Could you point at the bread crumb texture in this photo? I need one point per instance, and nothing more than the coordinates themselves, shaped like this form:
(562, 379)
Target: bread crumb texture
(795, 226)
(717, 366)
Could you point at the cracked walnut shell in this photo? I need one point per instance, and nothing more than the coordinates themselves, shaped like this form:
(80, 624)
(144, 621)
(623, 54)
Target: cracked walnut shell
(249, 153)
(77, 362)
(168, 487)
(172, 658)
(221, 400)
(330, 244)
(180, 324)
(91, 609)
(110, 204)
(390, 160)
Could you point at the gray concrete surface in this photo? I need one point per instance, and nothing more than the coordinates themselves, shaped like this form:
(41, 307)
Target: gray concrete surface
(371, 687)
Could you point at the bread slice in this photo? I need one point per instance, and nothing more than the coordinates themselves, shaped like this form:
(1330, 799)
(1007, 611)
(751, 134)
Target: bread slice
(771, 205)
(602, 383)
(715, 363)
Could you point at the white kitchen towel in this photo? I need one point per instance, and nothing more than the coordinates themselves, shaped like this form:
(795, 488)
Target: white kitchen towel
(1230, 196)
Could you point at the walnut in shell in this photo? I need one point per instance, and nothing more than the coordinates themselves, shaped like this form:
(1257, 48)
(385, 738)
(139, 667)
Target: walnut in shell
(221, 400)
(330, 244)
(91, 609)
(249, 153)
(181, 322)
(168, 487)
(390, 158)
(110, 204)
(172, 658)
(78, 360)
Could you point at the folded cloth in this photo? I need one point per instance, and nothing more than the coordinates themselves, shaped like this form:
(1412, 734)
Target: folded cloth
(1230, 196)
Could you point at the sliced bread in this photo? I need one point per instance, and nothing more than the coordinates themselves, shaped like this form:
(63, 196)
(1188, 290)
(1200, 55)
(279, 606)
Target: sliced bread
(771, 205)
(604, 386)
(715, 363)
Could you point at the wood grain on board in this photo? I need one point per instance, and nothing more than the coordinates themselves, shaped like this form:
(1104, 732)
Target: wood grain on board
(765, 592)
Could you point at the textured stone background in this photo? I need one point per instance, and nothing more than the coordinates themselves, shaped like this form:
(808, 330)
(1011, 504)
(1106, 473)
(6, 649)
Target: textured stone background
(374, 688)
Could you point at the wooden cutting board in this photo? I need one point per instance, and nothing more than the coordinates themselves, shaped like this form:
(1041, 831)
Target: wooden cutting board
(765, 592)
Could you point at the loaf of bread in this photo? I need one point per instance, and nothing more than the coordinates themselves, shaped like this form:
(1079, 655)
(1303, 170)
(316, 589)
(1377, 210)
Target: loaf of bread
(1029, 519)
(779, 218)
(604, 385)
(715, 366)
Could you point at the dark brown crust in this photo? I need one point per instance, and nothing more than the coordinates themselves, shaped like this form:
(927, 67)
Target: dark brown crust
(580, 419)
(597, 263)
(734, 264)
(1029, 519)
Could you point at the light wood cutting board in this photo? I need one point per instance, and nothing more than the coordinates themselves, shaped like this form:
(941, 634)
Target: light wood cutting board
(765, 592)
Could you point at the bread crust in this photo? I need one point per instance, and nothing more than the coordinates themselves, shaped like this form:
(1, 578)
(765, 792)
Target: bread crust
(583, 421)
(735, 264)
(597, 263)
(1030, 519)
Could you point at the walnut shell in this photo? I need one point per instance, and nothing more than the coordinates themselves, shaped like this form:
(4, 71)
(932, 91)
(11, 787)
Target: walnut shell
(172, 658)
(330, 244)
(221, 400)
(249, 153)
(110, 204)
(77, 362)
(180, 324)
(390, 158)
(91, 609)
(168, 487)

+++++

__Aim of the exercise__
Can you reproduce all of the material above with every "Could you point at" replaced by "Can you mark" and everything else left unchanged?

__Expected answer__
Can you mark the bread crumb texture in this photo? I need one point per instance, and nothing more than the coordinates themselves, shaped like this form:
(562, 379)
Target: bread crumb texture
(795, 226)
(717, 366)
Can you mark the cracked walnut shell in this photo? I need one point per instance, and nothing more than the coordinates themselves, shaped like this form:
(80, 624)
(144, 621)
(623, 54)
Target: cracked walnut shell
(249, 153)
(77, 362)
(168, 487)
(172, 658)
(221, 400)
(330, 244)
(180, 324)
(91, 609)
(110, 204)
(390, 160)
Can you mark the gray concrete surface in this photo? I need one point per instance, and nothing more than the coordinates themselves, shaped like this form:
(41, 307)
Target: gray concrete surface
(371, 687)
Can you mark the bread slice in this photo? I need one point per instance, and nothing more than the coordinates themselves, shaped like this form:
(1330, 799)
(1007, 611)
(751, 134)
Target: bread slice
(771, 205)
(602, 383)
(715, 363)
Can you mark the white kitchen towel in this photo? I need one point per instance, and nothing more than the coordinates themselves, shaped like this form:
(795, 488)
Target: white kitchen towel
(1230, 196)
Can you mark the walnut in shell in this photo? I need one point per instance, and nothing more than the coordinates themselves, shaped like this form:
(1257, 48)
(385, 738)
(139, 667)
Target: walnut in shell
(221, 400)
(330, 244)
(91, 609)
(249, 153)
(181, 322)
(168, 487)
(390, 158)
(110, 204)
(172, 658)
(78, 360)
Can you mark the folded cloth in this photo? I need one point per instance, and nothing more than the coordinates themselves, shaped like this form:
(1412, 734)
Target: folded cloth
(1230, 196)
Can you mark the sliced bread in this photo? I need one point per instance, and nothing more than the coordinates themselves, shaped like this form:
(63, 196)
(1188, 290)
(1200, 55)
(279, 606)
Target: sliced bread
(771, 205)
(604, 386)
(715, 363)
Can you mark the wood grain on board in this photo? I need one point per instance, and nothing more than the coordinates themselves, shaped like this form:
(1104, 732)
Target: wood grain on board
(765, 592)
Can you mark the textured stone background in this photo? I need one point per instance, and nothing more than the coordinates themselves, shaped like this form:
(808, 330)
(1011, 504)
(1106, 473)
(6, 649)
Target: textured stone background
(374, 688)
Can you mark the wooden cutting board in this photo? I need one point per instance, and nothing more than the coordinates themselves, shaped like this form:
(1041, 831)
Target: wooden cutting board
(765, 592)
Can you mark the loaf of bread in this photo? I need one point per instance, and nothing more than the coordinates themselves, shaped like this form:
(1079, 655)
(1303, 170)
(316, 589)
(1377, 210)
Target: loaf of bread
(1029, 519)
(779, 218)
(604, 385)
(715, 366)
Can you mark the dark brown crust in this photo? I need one point per instance, and nothing more than the coordinates themselves, shaped like this form:
(927, 67)
Target: dark brown crust
(580, 419)
(597, 263)
(734, 264)
(1029, 519)
Can you mark the light wood cutting board in this photo? I need one point per instance, and nothing more than the coordinates themselves, shaped like this form:
(941, 634)
Target: light wood cutting board
(765, 592)
Can you mark the bread crust in this photo? I need one point per instance, and nothing more than the coordinates themselves, shaped like this form:
(1, 578)
(765, 792)
Target: bread crust
(583, 421)
(735, 264)
(597, 263)
(1030, 519)
Can you mark the walnut shell in this photo? I need one point per instance, and nothing more than the coordinates themselves, shaped like this form:
(4, 71)
(932, 91)
(11, 787)
Target: walnut shell
(172, 658)
(330, 244)
(221, 400)
(249, 153)
(110, 204)
(77, 362)
(180, 324)
(390, 158)
(91, 609)
(168, 487)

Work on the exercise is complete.